◆ Objective
Pick out each line in the items below that contains the word "target" and copy it.

Stored items from a collection:
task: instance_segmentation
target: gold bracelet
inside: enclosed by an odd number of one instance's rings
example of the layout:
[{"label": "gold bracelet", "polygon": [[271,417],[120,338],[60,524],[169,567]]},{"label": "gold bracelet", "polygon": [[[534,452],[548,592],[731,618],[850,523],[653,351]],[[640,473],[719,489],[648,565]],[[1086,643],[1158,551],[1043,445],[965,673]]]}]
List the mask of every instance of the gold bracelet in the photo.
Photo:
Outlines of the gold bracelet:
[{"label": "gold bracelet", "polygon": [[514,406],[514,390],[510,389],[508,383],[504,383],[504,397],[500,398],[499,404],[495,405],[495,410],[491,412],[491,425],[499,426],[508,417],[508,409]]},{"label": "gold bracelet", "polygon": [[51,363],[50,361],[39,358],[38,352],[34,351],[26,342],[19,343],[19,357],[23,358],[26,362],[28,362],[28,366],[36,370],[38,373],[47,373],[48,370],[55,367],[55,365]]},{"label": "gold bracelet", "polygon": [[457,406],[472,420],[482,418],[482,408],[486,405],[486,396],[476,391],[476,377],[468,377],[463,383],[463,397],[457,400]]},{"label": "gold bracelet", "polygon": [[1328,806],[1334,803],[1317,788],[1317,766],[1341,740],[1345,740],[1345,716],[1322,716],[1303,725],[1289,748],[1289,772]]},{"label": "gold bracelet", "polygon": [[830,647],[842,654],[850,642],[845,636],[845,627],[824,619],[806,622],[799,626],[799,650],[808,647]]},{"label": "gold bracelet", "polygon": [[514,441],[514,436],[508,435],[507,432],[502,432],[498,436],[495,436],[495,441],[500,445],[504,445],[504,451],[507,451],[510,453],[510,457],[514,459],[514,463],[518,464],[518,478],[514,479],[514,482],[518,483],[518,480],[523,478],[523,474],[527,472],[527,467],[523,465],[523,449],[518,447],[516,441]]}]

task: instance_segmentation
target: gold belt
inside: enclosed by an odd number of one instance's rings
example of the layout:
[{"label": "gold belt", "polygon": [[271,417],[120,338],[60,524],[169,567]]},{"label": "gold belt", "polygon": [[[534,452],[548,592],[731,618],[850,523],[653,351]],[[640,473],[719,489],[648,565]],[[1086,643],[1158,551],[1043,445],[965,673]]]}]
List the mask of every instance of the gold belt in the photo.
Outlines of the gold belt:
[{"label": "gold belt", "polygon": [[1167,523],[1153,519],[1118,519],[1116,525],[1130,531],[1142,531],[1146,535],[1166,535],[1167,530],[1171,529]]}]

◆ Exercise solution
target: gold bracelet
target: gold belt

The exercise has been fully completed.